[Part of a data file]
* BEGIN *

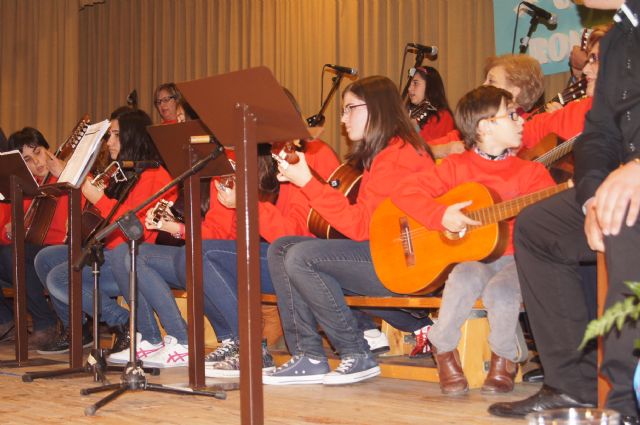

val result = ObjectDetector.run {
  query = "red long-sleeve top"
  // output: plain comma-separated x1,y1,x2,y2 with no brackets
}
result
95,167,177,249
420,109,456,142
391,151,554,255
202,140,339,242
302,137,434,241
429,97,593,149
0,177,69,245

* END *
* BEGIN *

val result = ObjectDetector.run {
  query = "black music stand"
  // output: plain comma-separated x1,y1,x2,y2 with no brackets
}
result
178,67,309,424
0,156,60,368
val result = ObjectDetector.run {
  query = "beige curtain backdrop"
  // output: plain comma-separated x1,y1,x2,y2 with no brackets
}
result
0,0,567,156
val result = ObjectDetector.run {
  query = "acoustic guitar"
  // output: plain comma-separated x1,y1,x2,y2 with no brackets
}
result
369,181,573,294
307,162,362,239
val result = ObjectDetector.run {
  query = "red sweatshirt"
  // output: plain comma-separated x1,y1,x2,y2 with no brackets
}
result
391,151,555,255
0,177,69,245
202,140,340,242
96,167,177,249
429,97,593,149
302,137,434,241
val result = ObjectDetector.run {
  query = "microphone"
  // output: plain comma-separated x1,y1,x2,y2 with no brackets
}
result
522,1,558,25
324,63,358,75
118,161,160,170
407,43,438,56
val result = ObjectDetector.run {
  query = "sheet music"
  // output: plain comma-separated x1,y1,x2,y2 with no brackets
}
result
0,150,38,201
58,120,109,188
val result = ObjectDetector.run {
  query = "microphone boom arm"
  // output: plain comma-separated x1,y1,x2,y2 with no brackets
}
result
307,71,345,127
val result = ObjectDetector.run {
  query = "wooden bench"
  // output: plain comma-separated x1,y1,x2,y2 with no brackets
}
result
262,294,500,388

* END *

WHAT IS ASKED -
Report how many lines of the listing above contain the string "music", giving only the number.

EXERCISE SOLUTION -
2